Boundary annotation records:
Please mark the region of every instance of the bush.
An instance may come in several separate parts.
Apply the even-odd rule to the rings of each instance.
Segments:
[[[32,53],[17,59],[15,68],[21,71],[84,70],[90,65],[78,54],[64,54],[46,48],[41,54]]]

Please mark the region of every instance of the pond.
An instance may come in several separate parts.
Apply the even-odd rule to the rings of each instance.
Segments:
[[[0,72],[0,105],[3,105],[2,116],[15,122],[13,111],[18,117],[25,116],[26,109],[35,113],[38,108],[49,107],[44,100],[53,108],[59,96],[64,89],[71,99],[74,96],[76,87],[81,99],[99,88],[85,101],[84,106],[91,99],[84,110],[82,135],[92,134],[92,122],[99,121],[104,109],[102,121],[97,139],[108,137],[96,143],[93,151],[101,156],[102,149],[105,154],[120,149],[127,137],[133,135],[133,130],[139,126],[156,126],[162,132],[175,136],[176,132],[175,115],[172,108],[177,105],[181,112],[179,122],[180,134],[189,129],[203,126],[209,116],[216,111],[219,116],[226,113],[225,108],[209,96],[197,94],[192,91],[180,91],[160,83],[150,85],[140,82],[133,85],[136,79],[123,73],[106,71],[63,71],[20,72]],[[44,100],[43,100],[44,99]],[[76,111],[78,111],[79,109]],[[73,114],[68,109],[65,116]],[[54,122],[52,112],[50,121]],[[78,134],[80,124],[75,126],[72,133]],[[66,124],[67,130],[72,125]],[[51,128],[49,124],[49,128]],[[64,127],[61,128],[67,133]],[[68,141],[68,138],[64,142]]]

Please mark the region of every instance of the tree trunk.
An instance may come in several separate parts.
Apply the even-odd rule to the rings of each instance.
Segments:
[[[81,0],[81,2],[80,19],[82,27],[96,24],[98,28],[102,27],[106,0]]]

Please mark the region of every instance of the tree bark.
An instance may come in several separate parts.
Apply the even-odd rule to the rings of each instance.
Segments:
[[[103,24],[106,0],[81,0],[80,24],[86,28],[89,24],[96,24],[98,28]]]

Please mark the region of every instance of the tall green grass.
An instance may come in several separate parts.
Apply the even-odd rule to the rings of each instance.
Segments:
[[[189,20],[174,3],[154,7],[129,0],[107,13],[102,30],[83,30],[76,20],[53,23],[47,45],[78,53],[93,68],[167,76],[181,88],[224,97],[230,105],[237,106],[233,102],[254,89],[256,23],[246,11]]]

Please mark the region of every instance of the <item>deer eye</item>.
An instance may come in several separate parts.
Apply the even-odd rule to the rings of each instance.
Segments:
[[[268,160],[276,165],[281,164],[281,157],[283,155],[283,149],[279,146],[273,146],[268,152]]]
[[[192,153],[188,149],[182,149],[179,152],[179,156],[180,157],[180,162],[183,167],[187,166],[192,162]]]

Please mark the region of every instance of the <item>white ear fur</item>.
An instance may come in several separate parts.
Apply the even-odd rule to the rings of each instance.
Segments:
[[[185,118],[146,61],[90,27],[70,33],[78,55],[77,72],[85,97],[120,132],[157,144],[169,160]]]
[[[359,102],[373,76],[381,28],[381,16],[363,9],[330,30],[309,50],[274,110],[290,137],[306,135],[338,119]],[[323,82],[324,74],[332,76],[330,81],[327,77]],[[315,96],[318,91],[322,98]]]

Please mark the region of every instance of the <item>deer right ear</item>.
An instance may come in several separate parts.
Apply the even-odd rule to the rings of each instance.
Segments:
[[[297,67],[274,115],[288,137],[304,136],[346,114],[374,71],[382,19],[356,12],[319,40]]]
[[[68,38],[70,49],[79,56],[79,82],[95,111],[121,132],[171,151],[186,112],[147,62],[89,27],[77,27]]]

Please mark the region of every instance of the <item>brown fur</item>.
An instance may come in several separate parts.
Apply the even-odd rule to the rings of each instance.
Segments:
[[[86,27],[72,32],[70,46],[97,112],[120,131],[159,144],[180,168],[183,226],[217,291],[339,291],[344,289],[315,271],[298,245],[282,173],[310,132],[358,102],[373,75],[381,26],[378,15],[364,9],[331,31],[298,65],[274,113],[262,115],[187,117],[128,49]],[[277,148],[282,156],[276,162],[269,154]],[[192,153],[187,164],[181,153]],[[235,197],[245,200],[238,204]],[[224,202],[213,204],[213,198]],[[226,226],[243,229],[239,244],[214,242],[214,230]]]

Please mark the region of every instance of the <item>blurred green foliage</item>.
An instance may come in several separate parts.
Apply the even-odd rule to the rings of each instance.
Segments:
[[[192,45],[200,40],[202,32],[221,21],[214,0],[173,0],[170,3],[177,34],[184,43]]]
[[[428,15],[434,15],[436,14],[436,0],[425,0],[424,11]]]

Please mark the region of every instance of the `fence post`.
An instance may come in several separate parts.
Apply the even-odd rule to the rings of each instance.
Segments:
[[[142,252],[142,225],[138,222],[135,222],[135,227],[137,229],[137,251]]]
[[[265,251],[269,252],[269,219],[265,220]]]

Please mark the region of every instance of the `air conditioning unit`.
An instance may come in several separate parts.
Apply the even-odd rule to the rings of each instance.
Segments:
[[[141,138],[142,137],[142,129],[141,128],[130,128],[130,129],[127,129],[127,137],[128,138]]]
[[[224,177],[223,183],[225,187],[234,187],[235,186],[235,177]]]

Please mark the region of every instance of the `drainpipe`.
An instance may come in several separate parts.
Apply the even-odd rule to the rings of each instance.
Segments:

Directions:
Set down, word for word, every line from the line that holds "Please mark the region of every instance of the <item>blurred" to the end of the entries above, including both ends.

Reply:
Please mark the region of every instance of the <item>blurred green foliage</item>.
An instance may come in several separate parts.
Apply the even-odd rule to the rings of each instance.
Segments:
[[[192,45],[200,40],[202,32],[221,21],[214,0],[173,0],[170,3],[177,34],[184,43]]]
[[[428,15],[434,15],[436,14],[436,0],[425,0],[424,11]]]

Please mark the region of every instance of the `fence post`.
An instance may come in several separate parts.
Apply the even-odd rule to the rings of each instance.
Segments:
[[[142,252],[142,225],[138,222],[135,222],[135,227],[137,229],[137,251]]]
[[[265,251],[269,252],[269,219],[265,220]]]

Please mark the region of every instance of the `air conditioning unit`.
An instance may come in several separate parts.
Apply the even-odd rule to the rings of each instance.
Segments:
[[[141,138],[142,137],[142,129],[141,128],[130,128],[130,129],[127,129],[127,137],[128,138]]]
[[[224,177],[223,183],[225,187],[234,187],[235,186],[235,177]]]

Please mark the region of every instance of the `drainpipe`.
An instance may come in several separate parts.
Apply the even-odd rule to the rings of each instance.
Segments:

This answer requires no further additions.